Data for the task below:

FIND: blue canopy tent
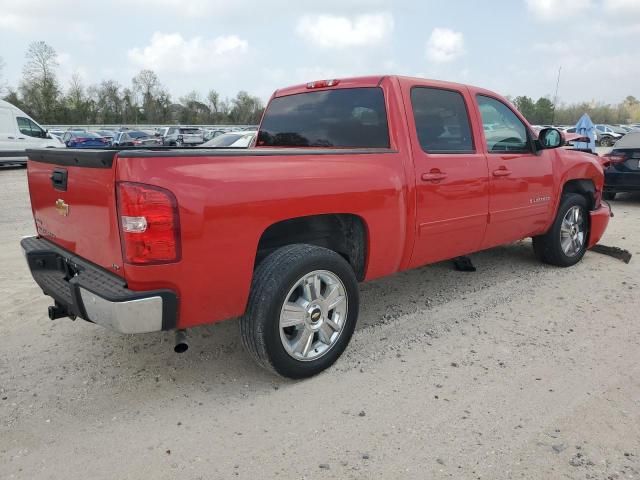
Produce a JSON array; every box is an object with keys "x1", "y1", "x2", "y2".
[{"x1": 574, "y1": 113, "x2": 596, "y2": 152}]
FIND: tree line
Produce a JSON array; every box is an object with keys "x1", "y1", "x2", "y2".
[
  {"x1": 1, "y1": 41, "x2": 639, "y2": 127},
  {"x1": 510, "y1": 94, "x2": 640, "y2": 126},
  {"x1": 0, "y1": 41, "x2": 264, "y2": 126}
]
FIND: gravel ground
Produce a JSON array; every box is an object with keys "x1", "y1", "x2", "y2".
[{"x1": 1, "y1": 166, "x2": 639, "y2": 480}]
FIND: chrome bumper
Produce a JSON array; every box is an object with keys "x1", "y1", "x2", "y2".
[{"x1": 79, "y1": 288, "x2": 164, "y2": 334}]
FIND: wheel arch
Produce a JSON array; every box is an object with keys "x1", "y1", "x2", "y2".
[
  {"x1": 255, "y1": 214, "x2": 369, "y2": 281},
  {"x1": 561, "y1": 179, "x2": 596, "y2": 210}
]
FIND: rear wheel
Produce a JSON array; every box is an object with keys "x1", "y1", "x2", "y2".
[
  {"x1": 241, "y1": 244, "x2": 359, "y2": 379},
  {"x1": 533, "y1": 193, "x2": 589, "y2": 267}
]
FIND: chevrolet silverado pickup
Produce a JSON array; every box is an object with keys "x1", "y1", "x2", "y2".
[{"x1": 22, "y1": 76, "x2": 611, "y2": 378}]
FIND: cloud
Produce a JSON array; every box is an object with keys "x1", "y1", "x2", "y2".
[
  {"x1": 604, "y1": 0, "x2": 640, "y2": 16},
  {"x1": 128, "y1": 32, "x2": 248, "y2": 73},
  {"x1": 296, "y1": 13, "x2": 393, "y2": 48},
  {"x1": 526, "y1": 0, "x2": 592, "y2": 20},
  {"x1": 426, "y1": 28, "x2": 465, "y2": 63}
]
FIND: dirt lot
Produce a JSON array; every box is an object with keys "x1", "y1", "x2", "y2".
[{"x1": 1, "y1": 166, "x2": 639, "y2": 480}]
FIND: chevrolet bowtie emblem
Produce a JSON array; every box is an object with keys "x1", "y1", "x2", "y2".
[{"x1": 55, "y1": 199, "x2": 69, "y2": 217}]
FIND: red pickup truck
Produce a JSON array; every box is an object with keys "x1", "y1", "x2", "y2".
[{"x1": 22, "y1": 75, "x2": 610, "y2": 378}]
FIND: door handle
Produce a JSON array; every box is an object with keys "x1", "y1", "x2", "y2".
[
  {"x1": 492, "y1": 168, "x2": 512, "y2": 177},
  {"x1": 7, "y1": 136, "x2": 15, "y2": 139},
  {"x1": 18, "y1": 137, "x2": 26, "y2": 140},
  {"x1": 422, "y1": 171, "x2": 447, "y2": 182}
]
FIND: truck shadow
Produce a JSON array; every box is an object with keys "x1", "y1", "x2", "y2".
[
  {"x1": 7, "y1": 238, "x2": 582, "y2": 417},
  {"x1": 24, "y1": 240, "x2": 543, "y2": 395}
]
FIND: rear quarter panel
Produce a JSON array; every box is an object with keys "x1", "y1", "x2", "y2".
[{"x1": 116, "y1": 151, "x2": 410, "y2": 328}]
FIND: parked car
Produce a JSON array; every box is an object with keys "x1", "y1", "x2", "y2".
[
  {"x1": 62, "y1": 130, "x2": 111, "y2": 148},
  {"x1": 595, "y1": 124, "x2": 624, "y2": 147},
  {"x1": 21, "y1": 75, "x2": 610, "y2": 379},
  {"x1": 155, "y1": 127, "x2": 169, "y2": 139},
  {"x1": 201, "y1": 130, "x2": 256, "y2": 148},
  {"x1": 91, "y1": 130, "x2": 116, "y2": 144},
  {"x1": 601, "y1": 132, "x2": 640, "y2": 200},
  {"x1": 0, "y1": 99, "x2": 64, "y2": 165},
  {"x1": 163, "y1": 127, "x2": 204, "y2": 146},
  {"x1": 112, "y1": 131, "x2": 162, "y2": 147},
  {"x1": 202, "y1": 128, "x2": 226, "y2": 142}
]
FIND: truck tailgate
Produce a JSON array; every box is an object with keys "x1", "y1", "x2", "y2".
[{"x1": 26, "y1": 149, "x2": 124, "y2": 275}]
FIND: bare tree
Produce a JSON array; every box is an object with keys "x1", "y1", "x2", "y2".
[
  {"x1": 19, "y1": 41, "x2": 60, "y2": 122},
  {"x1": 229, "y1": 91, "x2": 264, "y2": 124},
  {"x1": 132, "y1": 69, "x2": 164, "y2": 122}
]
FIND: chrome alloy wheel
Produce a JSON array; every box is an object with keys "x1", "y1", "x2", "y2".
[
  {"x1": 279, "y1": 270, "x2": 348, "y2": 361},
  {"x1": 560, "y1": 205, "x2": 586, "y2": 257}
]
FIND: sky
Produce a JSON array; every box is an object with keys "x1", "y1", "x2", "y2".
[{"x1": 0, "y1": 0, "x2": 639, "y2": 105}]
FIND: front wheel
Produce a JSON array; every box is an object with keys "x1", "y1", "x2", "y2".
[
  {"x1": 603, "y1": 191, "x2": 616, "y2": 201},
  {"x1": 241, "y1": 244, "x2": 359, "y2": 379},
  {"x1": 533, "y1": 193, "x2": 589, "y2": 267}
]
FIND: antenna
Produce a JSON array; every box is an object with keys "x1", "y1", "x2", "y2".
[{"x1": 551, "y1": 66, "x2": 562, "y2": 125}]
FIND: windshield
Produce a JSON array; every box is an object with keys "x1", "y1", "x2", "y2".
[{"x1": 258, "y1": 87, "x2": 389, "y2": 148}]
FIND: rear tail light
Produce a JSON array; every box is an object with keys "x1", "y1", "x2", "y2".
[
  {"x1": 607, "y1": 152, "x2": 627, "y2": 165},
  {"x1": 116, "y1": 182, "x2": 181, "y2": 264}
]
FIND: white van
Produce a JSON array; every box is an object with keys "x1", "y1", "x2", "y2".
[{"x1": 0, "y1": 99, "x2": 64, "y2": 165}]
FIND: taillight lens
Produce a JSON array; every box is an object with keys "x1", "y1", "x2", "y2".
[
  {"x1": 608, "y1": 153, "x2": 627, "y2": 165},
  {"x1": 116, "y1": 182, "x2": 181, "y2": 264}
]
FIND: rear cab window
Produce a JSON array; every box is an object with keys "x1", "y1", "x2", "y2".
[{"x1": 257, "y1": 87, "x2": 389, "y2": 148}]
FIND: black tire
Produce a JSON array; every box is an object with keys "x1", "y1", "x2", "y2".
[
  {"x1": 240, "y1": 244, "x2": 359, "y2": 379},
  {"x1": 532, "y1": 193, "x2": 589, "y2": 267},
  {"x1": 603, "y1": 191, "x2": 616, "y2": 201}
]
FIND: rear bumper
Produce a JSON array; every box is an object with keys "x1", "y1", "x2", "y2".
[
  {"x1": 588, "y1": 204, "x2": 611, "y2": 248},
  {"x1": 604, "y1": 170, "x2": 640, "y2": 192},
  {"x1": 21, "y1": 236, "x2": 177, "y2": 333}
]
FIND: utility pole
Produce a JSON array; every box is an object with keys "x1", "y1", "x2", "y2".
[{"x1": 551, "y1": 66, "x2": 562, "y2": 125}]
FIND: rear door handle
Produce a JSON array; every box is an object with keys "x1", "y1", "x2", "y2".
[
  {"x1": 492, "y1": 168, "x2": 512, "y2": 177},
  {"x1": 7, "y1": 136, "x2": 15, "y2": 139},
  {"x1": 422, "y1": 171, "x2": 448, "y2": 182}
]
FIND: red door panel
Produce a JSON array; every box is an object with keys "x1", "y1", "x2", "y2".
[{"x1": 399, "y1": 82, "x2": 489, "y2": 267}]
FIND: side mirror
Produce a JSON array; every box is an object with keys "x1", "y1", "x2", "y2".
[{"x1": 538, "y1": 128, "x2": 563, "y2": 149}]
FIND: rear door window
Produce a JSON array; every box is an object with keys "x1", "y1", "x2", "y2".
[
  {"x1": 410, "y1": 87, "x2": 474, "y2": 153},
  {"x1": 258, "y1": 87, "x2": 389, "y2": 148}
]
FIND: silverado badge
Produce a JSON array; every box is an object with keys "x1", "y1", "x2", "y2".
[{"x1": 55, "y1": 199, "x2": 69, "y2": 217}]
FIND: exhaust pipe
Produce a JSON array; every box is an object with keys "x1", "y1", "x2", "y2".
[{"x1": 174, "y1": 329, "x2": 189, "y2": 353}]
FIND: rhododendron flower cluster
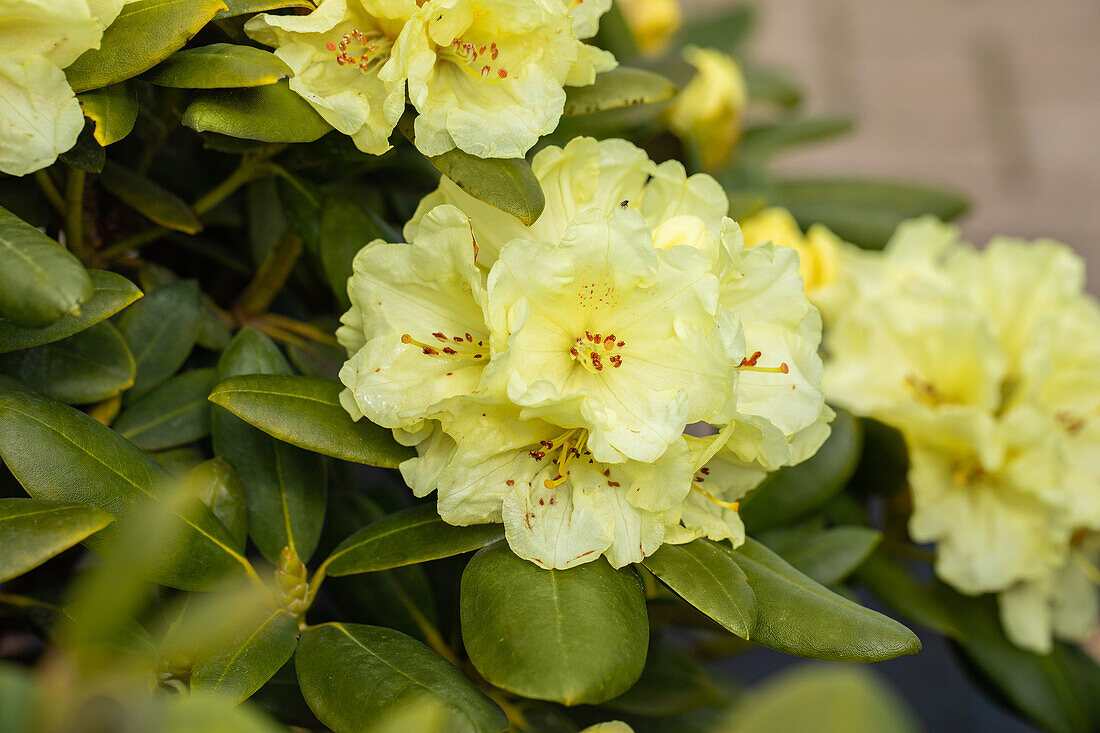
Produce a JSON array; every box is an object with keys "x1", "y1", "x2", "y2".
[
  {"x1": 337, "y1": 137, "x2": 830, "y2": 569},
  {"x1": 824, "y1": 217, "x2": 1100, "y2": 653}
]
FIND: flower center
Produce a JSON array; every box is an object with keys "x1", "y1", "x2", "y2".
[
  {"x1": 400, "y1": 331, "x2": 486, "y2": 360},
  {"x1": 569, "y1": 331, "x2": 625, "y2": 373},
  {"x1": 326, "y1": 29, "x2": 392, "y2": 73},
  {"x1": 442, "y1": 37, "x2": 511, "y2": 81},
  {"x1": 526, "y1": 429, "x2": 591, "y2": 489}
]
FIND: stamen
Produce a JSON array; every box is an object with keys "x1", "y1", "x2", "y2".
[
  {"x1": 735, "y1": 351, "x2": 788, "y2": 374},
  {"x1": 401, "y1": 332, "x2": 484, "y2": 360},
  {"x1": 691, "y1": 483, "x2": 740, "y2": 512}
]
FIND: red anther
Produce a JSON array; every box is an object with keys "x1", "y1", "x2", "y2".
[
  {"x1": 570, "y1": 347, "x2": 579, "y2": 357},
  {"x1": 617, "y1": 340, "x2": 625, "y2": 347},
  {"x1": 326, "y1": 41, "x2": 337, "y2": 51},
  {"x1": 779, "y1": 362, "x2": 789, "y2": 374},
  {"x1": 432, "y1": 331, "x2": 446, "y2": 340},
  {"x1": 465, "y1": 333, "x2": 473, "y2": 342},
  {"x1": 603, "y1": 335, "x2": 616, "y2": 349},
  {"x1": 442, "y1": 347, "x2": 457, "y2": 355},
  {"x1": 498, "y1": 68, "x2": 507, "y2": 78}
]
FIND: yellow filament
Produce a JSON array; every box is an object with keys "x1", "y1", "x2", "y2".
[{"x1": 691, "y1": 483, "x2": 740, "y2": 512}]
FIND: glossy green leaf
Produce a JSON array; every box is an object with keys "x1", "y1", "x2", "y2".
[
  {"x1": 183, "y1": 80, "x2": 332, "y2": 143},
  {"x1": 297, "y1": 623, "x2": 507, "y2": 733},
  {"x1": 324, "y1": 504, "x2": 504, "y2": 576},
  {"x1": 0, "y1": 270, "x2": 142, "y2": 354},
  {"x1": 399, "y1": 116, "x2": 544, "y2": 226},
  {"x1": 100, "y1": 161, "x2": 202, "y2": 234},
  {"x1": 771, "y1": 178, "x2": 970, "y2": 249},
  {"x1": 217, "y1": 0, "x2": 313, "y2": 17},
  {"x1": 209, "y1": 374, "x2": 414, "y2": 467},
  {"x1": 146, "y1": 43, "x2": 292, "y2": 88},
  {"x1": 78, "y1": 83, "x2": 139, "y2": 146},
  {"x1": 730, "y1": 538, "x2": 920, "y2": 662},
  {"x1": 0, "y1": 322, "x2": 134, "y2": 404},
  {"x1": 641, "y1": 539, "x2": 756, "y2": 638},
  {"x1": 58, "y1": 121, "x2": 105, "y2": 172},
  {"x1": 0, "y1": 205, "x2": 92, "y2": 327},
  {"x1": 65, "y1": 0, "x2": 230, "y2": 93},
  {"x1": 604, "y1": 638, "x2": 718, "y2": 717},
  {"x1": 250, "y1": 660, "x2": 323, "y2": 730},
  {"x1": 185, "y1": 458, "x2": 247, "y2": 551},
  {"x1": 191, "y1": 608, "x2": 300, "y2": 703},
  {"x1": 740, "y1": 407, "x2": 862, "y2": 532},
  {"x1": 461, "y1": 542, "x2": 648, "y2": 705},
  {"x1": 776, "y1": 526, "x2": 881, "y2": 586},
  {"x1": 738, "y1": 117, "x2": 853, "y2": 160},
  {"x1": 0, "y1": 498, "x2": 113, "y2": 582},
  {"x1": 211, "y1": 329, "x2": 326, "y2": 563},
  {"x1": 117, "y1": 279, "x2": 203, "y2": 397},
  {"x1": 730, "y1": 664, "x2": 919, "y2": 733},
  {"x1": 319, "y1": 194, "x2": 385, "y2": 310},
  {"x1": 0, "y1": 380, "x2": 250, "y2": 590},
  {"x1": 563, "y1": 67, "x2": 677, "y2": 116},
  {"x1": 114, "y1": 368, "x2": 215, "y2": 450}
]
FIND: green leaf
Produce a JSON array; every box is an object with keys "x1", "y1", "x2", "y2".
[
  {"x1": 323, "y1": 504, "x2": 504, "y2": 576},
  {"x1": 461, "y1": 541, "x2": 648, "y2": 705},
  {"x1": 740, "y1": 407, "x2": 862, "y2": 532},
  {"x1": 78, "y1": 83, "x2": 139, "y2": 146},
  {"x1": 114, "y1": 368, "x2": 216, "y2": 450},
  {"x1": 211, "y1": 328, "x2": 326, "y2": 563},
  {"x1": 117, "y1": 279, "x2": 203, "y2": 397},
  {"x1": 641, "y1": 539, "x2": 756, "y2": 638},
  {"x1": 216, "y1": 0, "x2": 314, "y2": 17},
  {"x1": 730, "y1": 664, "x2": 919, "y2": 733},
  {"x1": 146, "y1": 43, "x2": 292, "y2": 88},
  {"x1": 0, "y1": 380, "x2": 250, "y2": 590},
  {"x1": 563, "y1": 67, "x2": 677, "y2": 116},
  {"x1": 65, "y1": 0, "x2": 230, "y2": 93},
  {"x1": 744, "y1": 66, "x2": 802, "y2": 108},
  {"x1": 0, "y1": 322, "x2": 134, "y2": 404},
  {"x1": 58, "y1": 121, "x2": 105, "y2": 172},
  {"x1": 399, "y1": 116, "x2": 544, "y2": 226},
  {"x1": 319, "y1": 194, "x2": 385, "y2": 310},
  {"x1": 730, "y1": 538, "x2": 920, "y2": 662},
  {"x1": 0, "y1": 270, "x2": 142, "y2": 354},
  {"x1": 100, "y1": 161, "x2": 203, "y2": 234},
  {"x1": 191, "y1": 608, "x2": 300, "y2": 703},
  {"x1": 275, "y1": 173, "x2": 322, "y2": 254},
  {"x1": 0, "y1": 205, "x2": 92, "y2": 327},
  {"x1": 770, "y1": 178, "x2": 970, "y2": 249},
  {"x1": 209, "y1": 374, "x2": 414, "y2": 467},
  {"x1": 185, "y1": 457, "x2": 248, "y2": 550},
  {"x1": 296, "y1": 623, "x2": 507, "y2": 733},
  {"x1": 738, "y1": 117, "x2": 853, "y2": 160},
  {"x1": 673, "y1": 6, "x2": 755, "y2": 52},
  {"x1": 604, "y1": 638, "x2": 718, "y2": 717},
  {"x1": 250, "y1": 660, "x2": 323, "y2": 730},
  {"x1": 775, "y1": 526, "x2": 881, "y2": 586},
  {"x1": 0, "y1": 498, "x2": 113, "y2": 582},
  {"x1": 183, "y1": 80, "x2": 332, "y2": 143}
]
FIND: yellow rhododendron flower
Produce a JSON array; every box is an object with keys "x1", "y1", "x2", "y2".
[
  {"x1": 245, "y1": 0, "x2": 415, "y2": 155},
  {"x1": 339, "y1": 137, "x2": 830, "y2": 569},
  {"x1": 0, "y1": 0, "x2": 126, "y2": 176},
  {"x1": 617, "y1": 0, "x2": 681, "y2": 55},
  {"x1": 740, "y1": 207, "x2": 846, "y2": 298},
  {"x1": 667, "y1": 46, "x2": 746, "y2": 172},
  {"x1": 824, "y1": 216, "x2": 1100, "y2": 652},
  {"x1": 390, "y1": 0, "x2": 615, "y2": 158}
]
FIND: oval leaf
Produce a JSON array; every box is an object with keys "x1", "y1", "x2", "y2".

End of Data for the task.

__The task__
Lines that include the word "rhododendron" are to be extracted from the data above.

__Response__
FIND: rhododendron flower cluster
FIND: yellow rhododendron flower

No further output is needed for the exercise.